> _Exercise tasks_
1. From the page on morphological characters, reproduce the passage that starts at the words "Number of teeth: 3=three, 4=four" and ends after the words "file using Mesquite.".
2. Translate this sentence from the page on morphological characters into Spanish: "The matrix is a simple 2-dimensional matrix, representing species, characters, and the states of those characters."
--- Text Enclosed Below ---
Morphological Characters Documentation

From Phyloinformatics
Jump to: navigation, search

Introduction

This Phyloinformatic Hackathon page describes how one might create phylogenetic data from morpological data. Many phyloinformaticists are exclusively concerned with phylogenetic analysis based on analysis of sequence but an equally important, and vibrant, means of classification uses features or characters from developmental and morphological studies. One could argue further that these two seemingly distinct approaches will eventually unify, as we begin to understand the details of the relationship between gene and physical manifestation.

Regardless of one's data the result will be a tree, and this critical use case discusses how one might create this tree from observations of characters or phenotypes.

Inferring a Phylogenetic Tree from Morphological Characters

Based on the work of Brian Sidlauskas (http://www.duke.edu/~bls16).

Applications

Steps

1. Create a Character Matrix

Mesquite can be used to assemble a spreadsheets of characters. The matrix is a simple 2-dimensional matrix, representing species, characters, and the states of those characters. For example:


Species Shape of anterior portion of mesethmoid Overlap of sphenotic by sixth infraorbital in lateral view Presence or absence of mesocoracoid Number of teeth
Erethistes pusillus 0 1 0 3
Gymnotus coatesi 1 0 1 4
Gymnotus carapo 1 1 0 3


Key

Number of teeth: 3=three, 4=four

Presence or absence of mesocoracoid: 0 = absent, 1 = present

Shape of anterior portion of mesethmoid: 0 = hooked, 1 = straight

Overlap of sphenotic by sixth infraorbital in lateral view: 0 = bones overlap, 1 = bones do not overlap

2. Create a NEXUS File
  • Given a character matrix one can create a NEXUS file using Mesquite.
  • Manually add analysis switches to the NEXUS file created by Mesquite, such as
    • Heuristic search options
    • Outgroup assignments
    • Branch and bound
    • Number of iterations

Calculating Support Values for a Phylogenetic Tree

Hackathon Contributions

BioPerl and Bio::Phylo

The challenge here is to make matrix objects compatible between BioPerl and Bio::Phylo. BioPerl has an alignment object (i.e. a molecular matrix), but currently no matrix used for categorical data. However, objects implementing AlignI could be modified to allow for non-molecular data - by changing the alphabets used to check for valid characters.

BioPerl

The idea is that Bio::SimpleAlign objects are composed of Bio::LocatableSeq objects, which themselves follow the usual Bio::Seq concept of containing protein, dna or rna alphabets. That concept is hard-coded by regular expressions that sanity-check each sequence.

If we made these regular expressions get-set-able (and/or defined in the constructor), then Bio::Seq objects can contain more generic "sequences" of arbitary single-character alphabets. SimpleAlign objects may now be reused to represent matrices of morphological characters. Note that the SimpleAlign object is allowed to contain such an unordered matrix already, it is not required that there be an alignment in the object. Not yet implemented.

This section depends on work that is in progress. Please help by contributing.

Bio::Phylo

The Bio::Phylo matrix object's API is being adapted to conform to the interface between BioPerl and Bio::Phylo.

This section depends on work that is in progress. Please help by contributing.

BioRuby

This use case has been addressed by developing a BioRuby NEXUS model and a NEXUS parser, as well as developing a parser for PAUP results and PAUP/TNT results.
--- End of Enclosed Text ---
--- Given information Enclosed Below ---
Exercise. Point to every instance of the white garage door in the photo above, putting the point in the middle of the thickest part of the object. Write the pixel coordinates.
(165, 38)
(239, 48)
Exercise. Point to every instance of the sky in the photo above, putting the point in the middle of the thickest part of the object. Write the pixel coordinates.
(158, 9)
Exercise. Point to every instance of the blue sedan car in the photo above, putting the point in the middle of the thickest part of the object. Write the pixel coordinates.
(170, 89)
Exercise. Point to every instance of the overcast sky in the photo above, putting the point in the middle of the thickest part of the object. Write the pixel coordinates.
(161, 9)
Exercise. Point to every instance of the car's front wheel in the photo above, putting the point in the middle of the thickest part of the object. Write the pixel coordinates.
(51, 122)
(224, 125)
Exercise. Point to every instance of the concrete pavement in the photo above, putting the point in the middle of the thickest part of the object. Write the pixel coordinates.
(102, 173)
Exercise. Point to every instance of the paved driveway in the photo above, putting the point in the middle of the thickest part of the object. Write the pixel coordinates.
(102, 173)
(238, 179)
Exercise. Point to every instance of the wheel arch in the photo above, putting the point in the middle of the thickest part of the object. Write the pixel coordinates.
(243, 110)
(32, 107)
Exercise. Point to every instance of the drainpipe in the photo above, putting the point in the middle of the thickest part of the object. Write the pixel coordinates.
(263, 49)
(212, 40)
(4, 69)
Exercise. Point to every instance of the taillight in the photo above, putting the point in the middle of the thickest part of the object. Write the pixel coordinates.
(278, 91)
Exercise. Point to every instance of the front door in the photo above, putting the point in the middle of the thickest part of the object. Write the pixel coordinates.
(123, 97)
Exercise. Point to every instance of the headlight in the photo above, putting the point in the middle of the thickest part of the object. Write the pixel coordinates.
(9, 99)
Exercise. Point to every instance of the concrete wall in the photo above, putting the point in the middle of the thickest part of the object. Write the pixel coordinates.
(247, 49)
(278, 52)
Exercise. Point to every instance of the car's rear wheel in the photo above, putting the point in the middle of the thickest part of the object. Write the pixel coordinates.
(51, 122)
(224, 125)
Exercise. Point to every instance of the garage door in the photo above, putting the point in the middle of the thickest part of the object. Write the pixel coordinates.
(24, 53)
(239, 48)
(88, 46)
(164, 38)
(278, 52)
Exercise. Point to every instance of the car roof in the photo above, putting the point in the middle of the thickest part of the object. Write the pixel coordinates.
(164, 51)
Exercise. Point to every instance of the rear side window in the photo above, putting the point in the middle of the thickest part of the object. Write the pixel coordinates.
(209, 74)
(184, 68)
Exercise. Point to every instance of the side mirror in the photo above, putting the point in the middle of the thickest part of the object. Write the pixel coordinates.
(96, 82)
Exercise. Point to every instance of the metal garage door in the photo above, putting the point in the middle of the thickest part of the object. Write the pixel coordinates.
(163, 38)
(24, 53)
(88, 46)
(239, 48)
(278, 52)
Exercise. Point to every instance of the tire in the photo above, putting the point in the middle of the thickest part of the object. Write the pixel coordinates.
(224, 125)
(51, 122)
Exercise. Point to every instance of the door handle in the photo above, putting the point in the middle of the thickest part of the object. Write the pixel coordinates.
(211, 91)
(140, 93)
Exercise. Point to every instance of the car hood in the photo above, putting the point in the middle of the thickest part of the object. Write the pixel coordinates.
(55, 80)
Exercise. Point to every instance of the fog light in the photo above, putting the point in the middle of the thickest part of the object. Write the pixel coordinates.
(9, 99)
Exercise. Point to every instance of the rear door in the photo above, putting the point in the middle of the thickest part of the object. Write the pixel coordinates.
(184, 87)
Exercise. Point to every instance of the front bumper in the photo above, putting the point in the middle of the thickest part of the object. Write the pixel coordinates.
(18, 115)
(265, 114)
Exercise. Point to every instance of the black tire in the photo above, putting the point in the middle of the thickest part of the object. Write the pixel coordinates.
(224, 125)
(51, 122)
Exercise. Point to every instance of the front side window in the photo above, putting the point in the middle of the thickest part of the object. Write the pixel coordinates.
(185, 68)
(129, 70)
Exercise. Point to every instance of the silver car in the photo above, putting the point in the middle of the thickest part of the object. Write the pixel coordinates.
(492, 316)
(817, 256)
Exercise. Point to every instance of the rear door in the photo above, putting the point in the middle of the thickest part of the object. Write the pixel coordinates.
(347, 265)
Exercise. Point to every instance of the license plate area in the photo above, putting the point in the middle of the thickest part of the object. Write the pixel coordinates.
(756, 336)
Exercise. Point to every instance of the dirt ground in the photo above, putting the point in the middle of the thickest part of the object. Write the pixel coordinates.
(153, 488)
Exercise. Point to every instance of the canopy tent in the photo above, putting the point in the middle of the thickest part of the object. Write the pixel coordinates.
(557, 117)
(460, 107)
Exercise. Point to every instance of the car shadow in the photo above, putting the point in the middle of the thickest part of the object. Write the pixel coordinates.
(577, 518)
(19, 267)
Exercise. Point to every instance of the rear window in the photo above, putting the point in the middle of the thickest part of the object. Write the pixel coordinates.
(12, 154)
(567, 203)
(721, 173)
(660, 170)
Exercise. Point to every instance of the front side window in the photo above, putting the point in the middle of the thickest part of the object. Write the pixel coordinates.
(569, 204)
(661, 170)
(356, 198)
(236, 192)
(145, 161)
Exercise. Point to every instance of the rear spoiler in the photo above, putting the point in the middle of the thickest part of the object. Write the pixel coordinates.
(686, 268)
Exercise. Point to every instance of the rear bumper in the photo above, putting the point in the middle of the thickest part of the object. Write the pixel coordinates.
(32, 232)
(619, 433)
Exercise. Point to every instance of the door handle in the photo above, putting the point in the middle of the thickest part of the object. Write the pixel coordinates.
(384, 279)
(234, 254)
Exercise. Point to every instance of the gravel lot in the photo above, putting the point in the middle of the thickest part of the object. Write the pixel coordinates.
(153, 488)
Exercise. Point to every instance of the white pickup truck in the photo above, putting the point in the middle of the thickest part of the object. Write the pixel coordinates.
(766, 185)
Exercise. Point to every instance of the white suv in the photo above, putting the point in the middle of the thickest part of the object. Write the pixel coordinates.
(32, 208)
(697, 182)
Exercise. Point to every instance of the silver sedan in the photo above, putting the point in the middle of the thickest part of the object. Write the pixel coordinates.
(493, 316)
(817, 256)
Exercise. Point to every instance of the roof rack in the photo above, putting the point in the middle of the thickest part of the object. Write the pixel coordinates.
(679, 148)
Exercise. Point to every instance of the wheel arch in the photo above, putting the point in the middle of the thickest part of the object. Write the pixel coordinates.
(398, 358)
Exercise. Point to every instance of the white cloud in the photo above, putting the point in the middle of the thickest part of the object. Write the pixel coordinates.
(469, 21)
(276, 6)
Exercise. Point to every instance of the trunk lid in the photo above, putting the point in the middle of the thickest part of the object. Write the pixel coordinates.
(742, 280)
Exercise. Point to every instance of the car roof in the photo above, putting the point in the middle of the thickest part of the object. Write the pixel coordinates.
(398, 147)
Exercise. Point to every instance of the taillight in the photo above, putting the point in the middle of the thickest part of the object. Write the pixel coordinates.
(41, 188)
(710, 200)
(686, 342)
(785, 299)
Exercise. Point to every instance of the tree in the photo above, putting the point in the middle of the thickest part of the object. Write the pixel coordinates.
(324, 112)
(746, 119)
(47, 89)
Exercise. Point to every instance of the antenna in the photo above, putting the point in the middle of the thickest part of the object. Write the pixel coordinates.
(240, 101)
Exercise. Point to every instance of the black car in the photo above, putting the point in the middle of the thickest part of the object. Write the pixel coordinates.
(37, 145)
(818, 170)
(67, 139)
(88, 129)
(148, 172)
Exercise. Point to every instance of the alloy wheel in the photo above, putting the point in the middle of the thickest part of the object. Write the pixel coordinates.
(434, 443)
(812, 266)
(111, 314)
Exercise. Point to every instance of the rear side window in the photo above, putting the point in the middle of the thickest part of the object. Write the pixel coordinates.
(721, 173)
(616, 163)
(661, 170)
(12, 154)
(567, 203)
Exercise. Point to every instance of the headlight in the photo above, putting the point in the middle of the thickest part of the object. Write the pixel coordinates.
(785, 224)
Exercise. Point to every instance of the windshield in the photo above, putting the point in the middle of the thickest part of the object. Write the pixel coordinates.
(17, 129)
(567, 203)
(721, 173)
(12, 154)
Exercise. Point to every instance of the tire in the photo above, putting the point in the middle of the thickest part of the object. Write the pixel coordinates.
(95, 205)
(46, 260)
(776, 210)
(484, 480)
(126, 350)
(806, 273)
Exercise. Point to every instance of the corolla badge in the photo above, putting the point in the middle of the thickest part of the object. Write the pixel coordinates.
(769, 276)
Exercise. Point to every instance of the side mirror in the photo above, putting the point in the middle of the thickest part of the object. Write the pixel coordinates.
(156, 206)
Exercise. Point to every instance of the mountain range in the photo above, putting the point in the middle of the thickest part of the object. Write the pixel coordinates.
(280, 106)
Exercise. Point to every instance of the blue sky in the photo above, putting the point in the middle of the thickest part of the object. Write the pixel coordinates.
--- End of Enclosed Given information ---
> _Set of answers_
1.
Number of teeth: 3=three, 4=four

Presence or absence of mesocoracoid: 0 = absent, 1 = present

Shape of anterior portion of mesethmoid: 0 = hooked, 1 = straight

Overlap of sphenotic by sixth infraorbital in lateral view: 0 = bones overlap, 1 = bones do not overlap

2. Create a NEXUS File
  • Given a character matrix one can create a NEXUS file using Mesquite.

2. La matriz es una matriz bidimensional simple que representa especies, caracteres y los estados de esos caracteres.